MATERIAL FOR THE TASK below:

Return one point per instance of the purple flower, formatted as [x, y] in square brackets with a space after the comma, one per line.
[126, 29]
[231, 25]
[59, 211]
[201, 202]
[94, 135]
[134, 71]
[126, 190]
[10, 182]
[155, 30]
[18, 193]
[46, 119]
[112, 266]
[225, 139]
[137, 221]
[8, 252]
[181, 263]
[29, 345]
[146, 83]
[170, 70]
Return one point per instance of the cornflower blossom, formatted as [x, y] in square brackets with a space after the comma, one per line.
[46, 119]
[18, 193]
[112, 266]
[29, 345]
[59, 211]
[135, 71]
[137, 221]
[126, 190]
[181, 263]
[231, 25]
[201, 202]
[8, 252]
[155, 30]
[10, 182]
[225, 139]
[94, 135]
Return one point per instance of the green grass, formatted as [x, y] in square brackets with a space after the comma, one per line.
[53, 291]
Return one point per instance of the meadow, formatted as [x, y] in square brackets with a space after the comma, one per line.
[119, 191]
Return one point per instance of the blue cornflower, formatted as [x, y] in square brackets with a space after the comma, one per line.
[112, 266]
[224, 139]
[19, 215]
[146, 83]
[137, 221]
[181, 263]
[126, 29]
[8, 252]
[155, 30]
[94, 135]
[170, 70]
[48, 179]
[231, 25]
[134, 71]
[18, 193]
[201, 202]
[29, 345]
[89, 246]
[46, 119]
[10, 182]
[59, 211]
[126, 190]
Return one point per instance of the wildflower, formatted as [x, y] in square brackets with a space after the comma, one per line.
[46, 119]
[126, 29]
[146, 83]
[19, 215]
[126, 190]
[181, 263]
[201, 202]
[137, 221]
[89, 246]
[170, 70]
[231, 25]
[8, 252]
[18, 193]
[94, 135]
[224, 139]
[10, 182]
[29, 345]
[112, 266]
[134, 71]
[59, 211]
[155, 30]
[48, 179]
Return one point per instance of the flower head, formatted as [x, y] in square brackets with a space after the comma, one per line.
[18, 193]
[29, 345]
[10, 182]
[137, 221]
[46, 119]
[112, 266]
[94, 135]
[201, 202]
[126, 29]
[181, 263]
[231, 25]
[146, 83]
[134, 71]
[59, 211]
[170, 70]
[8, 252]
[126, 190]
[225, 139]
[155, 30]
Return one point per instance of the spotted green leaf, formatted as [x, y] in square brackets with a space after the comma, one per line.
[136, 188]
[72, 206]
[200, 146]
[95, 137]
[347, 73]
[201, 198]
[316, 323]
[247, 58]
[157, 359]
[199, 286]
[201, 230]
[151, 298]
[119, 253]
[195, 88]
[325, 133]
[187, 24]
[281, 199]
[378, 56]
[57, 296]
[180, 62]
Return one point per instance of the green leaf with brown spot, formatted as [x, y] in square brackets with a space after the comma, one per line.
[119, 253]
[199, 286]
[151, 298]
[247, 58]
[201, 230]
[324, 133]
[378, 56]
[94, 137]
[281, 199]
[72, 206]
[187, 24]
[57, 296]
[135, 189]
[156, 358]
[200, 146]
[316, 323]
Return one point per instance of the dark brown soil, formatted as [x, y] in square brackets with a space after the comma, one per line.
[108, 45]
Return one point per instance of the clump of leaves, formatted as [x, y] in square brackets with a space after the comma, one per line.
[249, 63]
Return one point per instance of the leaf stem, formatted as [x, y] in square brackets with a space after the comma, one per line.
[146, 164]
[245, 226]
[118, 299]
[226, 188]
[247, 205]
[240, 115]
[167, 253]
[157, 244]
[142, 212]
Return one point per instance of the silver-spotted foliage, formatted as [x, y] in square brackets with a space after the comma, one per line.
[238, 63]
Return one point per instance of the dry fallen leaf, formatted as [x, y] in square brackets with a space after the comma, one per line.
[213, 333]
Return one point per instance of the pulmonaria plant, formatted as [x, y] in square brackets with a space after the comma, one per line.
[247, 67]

End of MATERIAL FOR THE TASK.

ABOUT THIS TASK
Nothing should appear in the output except the lines from the one with "Return one point per instance of the flower" through the end of the records above, copied exactly.

RESULT FOR THIS TASK
Return one point per instance of the flower head, formatted as [x, y] in square brackets with a space after the comma, one per line.
[18, 193]
[29, 345]
[10, 182]
[137, 221]
[46, 119]
[112, 266]
[94, 135]
[201, 202]
[126, 29]
[181, 263]
[231, 25]
[146, 83]
[134, 71]
[59, 211]
[170, 70]
[8, 252]
[126, 190]
[225, 139]
[155, 30]
Return one point per instance of the spotted green leaf, formatted as [x, y] in square brackets with a space after the comma, one per line.
[136, 188]
[72, 206]
[200, 146]
[95, 137]
[347, 73]
[201, 198]
[316, 323]
[247, 58]
[157, 359]
[199, 286]
[201, 230]
[151, 298]
[119, 253]
[195, 88]
[325, 133]
[187, 24]
[281, 199]
[378, 56]
[57, 296]
[180, 62]
Return one point per instance of the green leaf with brown spot, formatted as [x, y] in square brackets with a space after the comma, one per line.
[119, 253]
[199, 286]
[151, 298]
[247, 58]
[201, 230]
[324, 133]
[378, 56]
[94, 137]
[281, 199]
[72, 206]
[187, 24]
[57, 296]
[135, 189]
[156, 358]
[200, 146]
[316, 323]
Return one point per instance of the dark brown soil, formatted as [x, y] in square brackets with a space after the comma, one per line.
[108, 45]
Return one point per instance of the clump of leaves, formatted as [x, y] in square brackets with a space after the comma, one per line.
[249, 63]
Return one point per instance of the leaf stem, formatted as [x, y] in square brackets with a space after the comma, one per line.
[146, 164]
[245, 226]
[118, 299]
[226, 188]
[247, 205]
[240, 115]
[167, 253]
[157, 244]
[142, 212]
Return one point per instance of the silver-spotted foliage, formatted as [x, y] in square brackets with a space after the comma, one per line.
[238, 63]
Return one point per instance of the dry fallen leaf, formatted as [x, y] in square brackets with a space after the comma, one per line.
[213, 333]
Return one point per instance of the pulmonaria plant, formatted as [x, y] in square brackets with a space after the comma, one per line.
[247, 67]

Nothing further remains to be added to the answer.